For illustration, let's say we have 1000 shares of a stock that trades at $50. We want to extract $2,000 cashflow. A market crash declines all shares by 50%, and then shares rebound by doubling in price.

*******************************************
Dividends, $2/share dividend = $2,000 dividend
*******************************************

You start with 1000 shares at $50. The market crashes and now you have 1000 shares at $25. Now it's dividend time. You get the $2,000 cash and the share price _automatically_ declines to $23 reflecting the value removed from the company. (Yes this absolutely happens, once you remove daily noise... it's a stock market law).

Notice the total value you have at this moment. $2,000 cash + (1000 shares x $23) = $25,000 total value

The market rebounds, the shares double in price and now the shares are 2 x $23 = $46. Your ending stock value is $46,000

*******************************************
Selling shares method to achieve $2,000 cash
*******************************************

You start with 1000 shares at $50. The market crashes and now you have 1000 shares at $25. To raise $2,000 cash you sell 80 shares at $25. Now you're down to 920 shares.

__DATASET EXTRACT__

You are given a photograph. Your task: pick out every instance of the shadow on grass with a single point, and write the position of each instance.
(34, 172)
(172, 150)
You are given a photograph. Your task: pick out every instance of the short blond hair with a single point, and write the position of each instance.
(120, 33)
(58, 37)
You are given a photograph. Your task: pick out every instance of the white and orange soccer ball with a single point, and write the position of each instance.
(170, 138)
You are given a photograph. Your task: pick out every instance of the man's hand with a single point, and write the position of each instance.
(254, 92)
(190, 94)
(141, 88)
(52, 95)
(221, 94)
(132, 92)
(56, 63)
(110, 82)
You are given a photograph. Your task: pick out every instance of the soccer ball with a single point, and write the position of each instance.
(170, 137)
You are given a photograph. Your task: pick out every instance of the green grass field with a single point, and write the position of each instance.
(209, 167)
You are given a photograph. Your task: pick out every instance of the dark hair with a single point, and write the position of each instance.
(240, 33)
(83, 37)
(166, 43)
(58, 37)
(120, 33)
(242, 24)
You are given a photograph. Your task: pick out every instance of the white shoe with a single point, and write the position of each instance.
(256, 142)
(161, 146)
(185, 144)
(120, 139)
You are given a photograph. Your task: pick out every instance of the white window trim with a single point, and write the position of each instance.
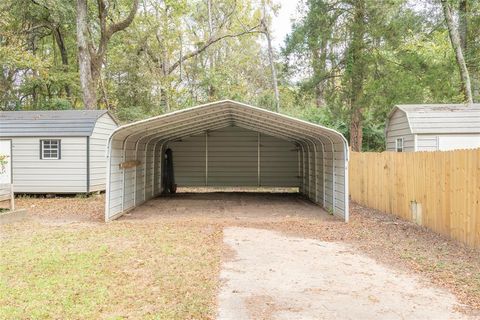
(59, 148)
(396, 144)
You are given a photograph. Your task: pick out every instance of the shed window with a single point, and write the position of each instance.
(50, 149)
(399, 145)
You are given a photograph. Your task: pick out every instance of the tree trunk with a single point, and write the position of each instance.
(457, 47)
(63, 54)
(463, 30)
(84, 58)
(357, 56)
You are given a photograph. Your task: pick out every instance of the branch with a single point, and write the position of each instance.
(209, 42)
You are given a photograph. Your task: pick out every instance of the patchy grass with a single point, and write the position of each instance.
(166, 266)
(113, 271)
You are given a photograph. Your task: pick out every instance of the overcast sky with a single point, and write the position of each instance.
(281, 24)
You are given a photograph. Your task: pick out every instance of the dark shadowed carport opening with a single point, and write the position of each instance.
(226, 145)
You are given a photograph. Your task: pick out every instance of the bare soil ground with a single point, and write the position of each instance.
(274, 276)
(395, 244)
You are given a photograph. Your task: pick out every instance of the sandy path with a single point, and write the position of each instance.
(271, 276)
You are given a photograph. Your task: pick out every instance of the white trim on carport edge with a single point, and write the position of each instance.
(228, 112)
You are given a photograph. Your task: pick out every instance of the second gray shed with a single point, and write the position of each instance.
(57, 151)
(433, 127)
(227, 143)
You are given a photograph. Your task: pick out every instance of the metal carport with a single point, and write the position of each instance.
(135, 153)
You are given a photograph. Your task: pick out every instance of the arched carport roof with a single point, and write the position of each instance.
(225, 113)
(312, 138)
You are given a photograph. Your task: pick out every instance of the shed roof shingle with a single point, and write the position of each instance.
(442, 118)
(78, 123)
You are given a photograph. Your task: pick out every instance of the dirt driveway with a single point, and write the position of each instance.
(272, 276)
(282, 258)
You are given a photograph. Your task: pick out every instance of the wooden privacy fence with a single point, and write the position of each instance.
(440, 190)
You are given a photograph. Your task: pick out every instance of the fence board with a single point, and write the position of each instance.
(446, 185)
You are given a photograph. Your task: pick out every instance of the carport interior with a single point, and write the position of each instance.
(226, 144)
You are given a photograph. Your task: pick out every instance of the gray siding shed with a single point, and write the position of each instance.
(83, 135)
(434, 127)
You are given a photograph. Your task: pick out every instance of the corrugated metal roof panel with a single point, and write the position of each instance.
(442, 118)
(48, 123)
--
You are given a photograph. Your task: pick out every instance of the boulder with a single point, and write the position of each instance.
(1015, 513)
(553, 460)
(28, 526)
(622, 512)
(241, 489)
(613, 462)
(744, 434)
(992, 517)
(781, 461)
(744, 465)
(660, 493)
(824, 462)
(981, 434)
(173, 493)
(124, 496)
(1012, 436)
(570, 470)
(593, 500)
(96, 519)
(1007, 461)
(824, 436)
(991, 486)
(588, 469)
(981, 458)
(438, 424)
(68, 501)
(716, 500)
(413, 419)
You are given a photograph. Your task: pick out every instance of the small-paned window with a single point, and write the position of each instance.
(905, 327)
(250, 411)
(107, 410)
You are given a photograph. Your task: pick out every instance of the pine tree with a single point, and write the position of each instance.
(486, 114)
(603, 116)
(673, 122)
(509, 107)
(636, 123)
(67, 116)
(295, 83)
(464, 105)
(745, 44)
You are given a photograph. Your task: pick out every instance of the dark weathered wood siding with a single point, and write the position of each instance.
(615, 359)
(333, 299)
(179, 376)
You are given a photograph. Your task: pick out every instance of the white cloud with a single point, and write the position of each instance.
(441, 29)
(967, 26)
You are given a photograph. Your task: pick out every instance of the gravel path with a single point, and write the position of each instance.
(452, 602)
...
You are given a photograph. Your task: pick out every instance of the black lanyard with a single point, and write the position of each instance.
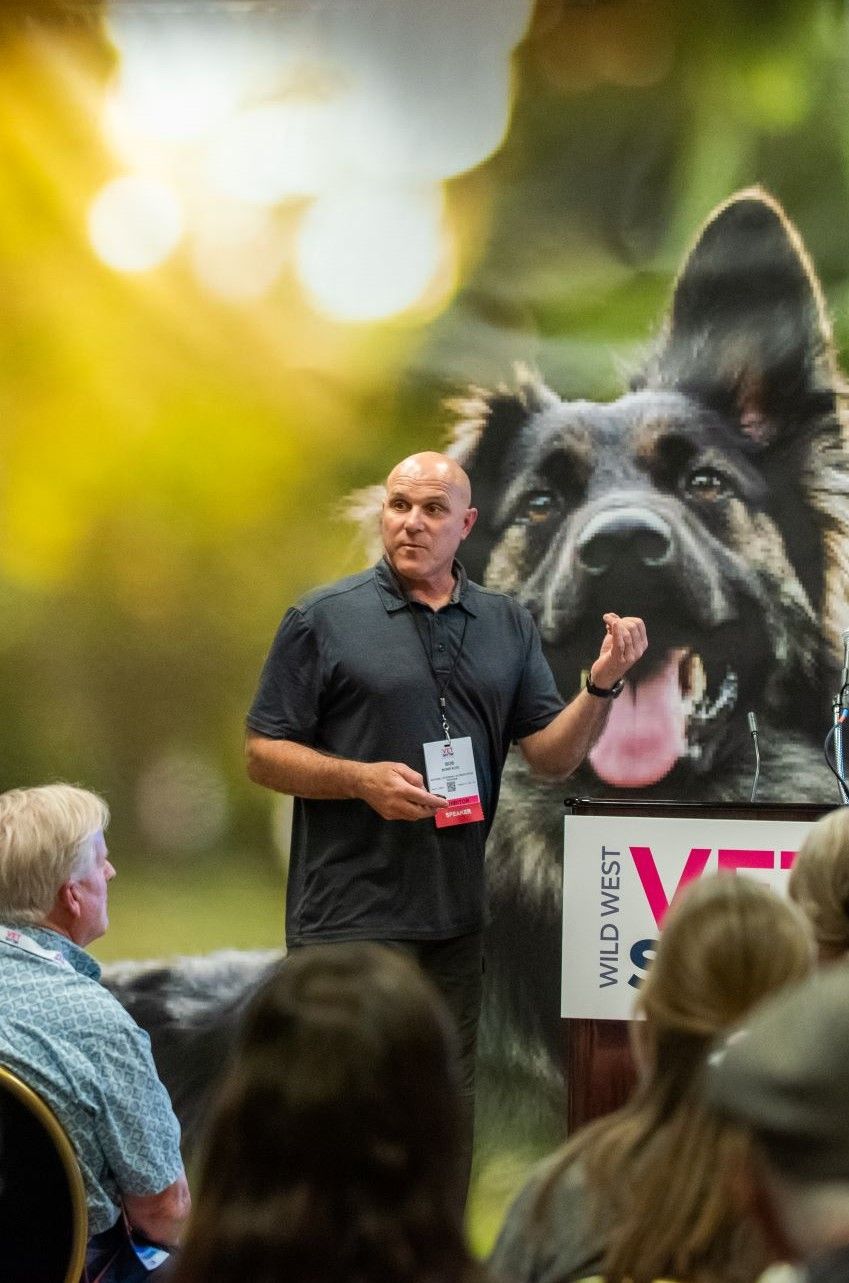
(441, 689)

__PROBLEM__
Reproduce the text about dividends versus selling shares in full, word for word.

__OUTPUT FOR THIS EXERCISE__
For illustration, let's say we have 1000 shares of a stock that trades at $50. We want to extract $2,000 cashflow. A market crash declines all shares by 50%, and then shares rebound by doubling in price.

*******************************************
Dividends, $2/share dividend = $2,000 dividend
*******************************************

You start with 1000 shares at $50. The market crashes and now you have 1000 shares at $25. Now it's dividend time. You get the $2,000 cash and the share price _automatically_ declines to $23 reflecting the value removed from the company. (Yes this absolutely happens, once you remove daily noise... it's a stock market law).

Notice the total value you have at this moment. $2,000 cash + (1000 shares x $23) = $25,000 total value

The market rebounds, the shares double in price and now the shares are 2 x $23 = $46. Your ending stock value is $46,000

*******************************************
Selling shares method to achieve $2,000 cash
*******************************************

You start with 1000 shares at $50. The market crashes and now you have 1000 shares at $25. To raise $2,000 cash you sell 80 shares at $25. Now you're down to 920 shares.